• EXERCISE BRIEF:
Copy every record below, exactly as written.

*** Block opens ***

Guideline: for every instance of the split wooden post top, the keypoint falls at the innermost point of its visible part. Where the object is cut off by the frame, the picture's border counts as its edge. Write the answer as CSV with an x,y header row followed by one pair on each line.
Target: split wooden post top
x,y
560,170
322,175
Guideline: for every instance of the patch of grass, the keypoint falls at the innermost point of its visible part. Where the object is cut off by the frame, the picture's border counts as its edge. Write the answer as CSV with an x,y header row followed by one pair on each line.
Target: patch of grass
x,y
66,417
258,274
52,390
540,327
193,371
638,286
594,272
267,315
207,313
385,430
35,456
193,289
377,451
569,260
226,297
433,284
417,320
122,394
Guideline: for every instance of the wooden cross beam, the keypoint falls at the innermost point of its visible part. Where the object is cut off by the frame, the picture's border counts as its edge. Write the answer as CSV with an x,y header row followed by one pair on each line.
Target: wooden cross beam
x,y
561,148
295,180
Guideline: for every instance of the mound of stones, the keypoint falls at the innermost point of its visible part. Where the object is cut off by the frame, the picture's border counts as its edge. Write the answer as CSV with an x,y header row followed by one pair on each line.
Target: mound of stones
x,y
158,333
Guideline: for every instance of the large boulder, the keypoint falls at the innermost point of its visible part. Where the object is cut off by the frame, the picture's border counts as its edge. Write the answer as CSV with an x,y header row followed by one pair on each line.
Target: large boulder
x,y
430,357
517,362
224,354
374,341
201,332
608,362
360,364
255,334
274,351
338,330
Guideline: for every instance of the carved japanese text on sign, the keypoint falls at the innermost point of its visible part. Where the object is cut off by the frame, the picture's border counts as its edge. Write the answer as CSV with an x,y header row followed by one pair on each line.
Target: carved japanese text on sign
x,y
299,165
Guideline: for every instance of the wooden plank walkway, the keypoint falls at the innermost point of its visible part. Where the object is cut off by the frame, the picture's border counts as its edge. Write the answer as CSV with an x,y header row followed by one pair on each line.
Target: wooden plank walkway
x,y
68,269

*** Block closes ***

• RESULT FOR THIS EXERCISE:
Guideline: for every instance of the split wooden post top, the keypoint falls at the innermost point of its visible part. Where the object is cut off by the frame, the picture's border counts as its edge. Write the answer as CSV with an x,y header row followed by one pair on each line.
Target: split wooden post top
x,y
560,170
322,175
Guideline: for every instance of the patch of grass, the keypoint falls at the innermost point of its visible part. Where the object is cut off by the frame, the picture's border counts as its edge. Write the answer as CSV with an x,y header row followed by one pair on each line.
Target: patch of grass
x,y
66,417
258,274
52,390
540,327
193,371
638,286
594,272
267,315
207,313
385,430
35,456
193,289
377,451
569,260
226,297
433,284
417,320
122,394
Guideline: for every instance of the wooden cross beam, the keypoint falls at the innermost point of its visible part. Where the object is cut off by the frame, the picture's border counts as its edge. Write the answer as CSV with an x,y header row followed by one pair on each line.
Target: wooden cross beam
x,y
561,148
295,180
Guideline: for every instance of the mound of stones, the keypoint falls at the innermost point of its visible part. Where the object is cut off by the frame, the picture's border counts as its edge. Write the answer as CSV with an x,y header row followed by one pair on each line.
Target: mound of stones
x,y
158,333
Guideline: for every instance of the large boulder, the keypoint falls at the innermost point of its visible part. Where the object is cut off by the frame, the picture's border counts as its edge. Write the answer as CSV with an x,y header row followed by one pair on each line.
Target: large boulder
x,y
430,357
517,362
224,354
374,341
201,332
608,362
360,364
255,334
274,351
338,330
Guideline: for every instance of the carved japanese text on sign, the keypoint falls at the innermost point of its visible part. Where the object is cut off by the frame, the picture's border counts as its edge. Write the answer as CSV with an x,y header row followed by one pair on each line.
Target: carved japanese text on sign
x,y
299,165
Guideline: for every instance of the wooden plank walkway, the keypoint falls at the innermost point of its visible part. Where the object is cut off by the frame, the picture's border counts as its edge. Write the answer as CSV with an x,y header row followed by one pair on each line.
Target: wooden plank walkway
x,y
68,269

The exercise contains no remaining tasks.